### What you will do
Rewrite the records below, replacing every occurrence of "planogram check" with "inventory audit" and leaving everything else untouched.

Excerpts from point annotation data
>> Begin
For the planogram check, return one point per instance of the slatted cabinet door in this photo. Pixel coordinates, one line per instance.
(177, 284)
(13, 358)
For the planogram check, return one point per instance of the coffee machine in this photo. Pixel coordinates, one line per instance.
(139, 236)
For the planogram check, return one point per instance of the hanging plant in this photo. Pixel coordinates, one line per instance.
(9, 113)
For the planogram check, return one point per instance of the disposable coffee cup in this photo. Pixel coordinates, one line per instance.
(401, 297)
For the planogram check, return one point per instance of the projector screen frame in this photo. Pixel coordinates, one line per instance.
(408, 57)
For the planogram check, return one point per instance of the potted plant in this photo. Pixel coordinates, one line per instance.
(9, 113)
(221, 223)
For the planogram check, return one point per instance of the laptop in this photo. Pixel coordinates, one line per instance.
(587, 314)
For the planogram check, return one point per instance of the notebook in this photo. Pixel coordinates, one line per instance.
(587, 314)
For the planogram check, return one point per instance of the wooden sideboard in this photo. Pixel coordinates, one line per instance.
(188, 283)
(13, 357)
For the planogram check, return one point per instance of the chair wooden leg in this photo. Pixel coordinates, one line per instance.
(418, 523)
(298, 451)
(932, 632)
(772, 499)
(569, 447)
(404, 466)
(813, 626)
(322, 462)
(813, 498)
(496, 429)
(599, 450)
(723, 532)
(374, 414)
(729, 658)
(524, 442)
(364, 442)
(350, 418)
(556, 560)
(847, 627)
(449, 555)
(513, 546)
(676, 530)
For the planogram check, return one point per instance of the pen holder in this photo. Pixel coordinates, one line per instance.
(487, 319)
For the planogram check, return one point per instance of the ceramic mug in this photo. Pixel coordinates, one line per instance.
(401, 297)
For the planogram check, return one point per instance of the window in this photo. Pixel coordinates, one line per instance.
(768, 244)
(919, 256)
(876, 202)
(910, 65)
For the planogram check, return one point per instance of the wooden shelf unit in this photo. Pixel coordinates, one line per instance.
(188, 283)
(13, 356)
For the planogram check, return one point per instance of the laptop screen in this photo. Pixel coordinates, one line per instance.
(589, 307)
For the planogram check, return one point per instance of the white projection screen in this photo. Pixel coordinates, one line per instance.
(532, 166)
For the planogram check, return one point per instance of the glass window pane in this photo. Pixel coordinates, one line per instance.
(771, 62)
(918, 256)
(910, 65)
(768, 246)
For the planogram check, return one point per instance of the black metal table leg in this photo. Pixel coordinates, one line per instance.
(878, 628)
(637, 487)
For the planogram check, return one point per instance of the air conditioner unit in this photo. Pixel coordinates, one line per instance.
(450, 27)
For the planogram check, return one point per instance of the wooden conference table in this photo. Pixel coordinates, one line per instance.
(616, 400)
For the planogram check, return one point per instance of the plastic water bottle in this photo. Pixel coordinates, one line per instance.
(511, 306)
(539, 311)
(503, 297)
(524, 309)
>> End
### Written solution
For the inventory audit, return one point per instance of the slatted cabinet door in this photo. Pixel coordinates, one line per instance.
(177, 284)
(13, 358)
For the inventory audit, return one point per instance of the coffee machine in this photo. Pixel coordinates, one line per instance.
(139, 236)
For the inventory audit, return one point per instance of the hanging plant in this photo. Pixel coordinates, one line per instance.
(9, 113)
For the inventory audit, return one point per instance of the disposable coffee cup in this photo. Pixel coordinates, one line per instance.
(401, 297)
For the inventory audit, return one point per instance of the projector screen frame in this photo. Pixel coordinates, one line per instance.
(408, 57)
For the inventory audit, return one point per instance of the potted plant in this photo. Pixel coordinates, one line per instance.
(9, 113)
(221, 223)
For the inventory audit, return one point per instance of the laptop in this photo. Pixel coordinates, one line per instance.
(587, 314)
For the inventory audit, return one point per instance of the notebook in this photo. Pixel coordinates, one line per instance.
(587, 314)
For the inventory audit, return one point per instance of the wooden sideboard in this photo. Pixel coordinates, one line per instance.
(188, 283)
(13, 357)
For the inventory audit, return one point per instance of the chair wooden leg in this photo. Pixel coordinates, one line per instance.
(418, 523)
(298, 451)
(932, 632)
(772, 499)
(569, 447)
(404, 466)
(813, 626)
(322, 462)
(813, 498)
(496, 429)
(599, 450)
(723, 532)
(374, 414)
(729, 658)
(524, 442)
(364, 442)
(350, 418)
(556, 560)
(847, 627)
(449, 555)
(513, 546)
(676, 530)
For the inventory audit, return one point per instance of the pen holder in this photo. Pixel coordinates, one line per instance.
(487, 319)
For the inventory audit, return one point per instance of the ceramic mug in this photo. Pixel coordinates, one line per instance.
(401, 297)
For the inventory audit, return one point per instance of the window in this photo. Pixel coordinates, one line per instance.
(768, 244)
(919, 256)
(876, 202)
(910, 65)
For the inventory audit, return one point per instance of the wooden shelf unit in this photo. Pixel coordinates, one line per instance.
(188, 283)
(13, 356)
For the inventory audit, return one point per instance of the laptop screen in this photo. Pixel coordinates, one line per instance.
(589, 307)
For the inventory audit, return one point per instance of the white projection screen in this photo. Pixel coordinates, one line per instance.
(532, 166)
For the inventory audit, return one point per instance of the glass window pane in this photo. Pixel coordinates, one line per instance.
(771, 62)
(918, 256)
(910, 65)
(768, 246)
For the inventory audit, return one point per instance of the black metal table leg in this photo. Pixel coordinates, one line per instance.
(878, 628)
(637, 487)
For the inventory audit, return one point per instance of the air conditioner unit in this photo. Pixel coordinates, one line per instance.
(450, 27)
For the inventory audit, return one point per instance of the wooden conference table in this photo. Pixel coordinates, one line per instance.
(616, 400)
For the inventory audit, return one point per instance of the plastic water bottle in this photo. Pixel coordinates, one line per instance.
(511, 306)
(539, 311)
(503, 297)
(524, 309)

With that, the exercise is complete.